— Prompt —
Could you copy out all of the records below word for word, leaving the pictures out of your answer?

— Data lines —

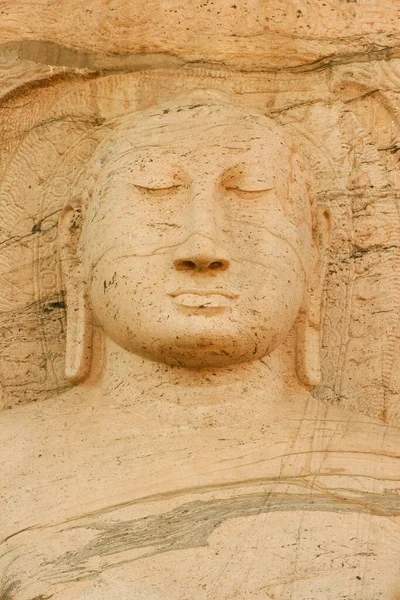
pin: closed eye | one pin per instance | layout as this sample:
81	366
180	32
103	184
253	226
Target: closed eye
158	191
241	193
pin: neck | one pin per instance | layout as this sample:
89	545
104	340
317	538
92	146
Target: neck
228	394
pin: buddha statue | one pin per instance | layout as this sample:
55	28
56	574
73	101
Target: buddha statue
190	461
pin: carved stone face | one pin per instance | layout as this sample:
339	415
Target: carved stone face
197	237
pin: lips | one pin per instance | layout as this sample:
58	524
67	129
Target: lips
204	292
203	299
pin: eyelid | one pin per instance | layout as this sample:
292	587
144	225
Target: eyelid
158	189
236	188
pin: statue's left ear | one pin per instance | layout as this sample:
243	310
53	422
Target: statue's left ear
79	314
308	363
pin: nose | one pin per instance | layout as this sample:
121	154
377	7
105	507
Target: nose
202	249
200	253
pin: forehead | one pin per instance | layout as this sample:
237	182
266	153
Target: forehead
188	131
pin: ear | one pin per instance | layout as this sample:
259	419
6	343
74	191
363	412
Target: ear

— Response below —
pin: closed eye | one pin per instance | layout as this sample:
81	366
180	32
103	184
253	226
Target: closed eye
158	191
241	193
pin: neck | one pin per instance | layout as this sample:
89	545
104	340
317	538
92	146
Target: neck
228	394
pin: buddha statue | one pin per instance | layout as this sample:
55	28
56	574
73	101
Target: buddha statue
190	461
pin: carved stone face | one pin per instance | layout as this sample:
339	415
Target: carved stone face
197	237
pin: lips | one pin per instance | layout as this sample:
58	524
67	129
Target: lips
204	292
203	299
pin: eyelid | one pin per instance | layout as this sample:
292	587
144	225
Target: eyelid
158	189
236	188
pin: statue's left ear | one pin per instance | layout as this sample:
243	310
53	422
Target: statue's left ear
79	314
308	363
pin: nose | one pin per instance | layout as this sample:
121	154
377	7
105	507
Target: nose
202	249
200	253
pin: forehead | one pin per instance | layout as this sample:
237	182
266	153
Target: forehead
188	131
pin: ear | one pin per instance | layout as this sample:
259	419
6	343
74	191
363	412
Target: ear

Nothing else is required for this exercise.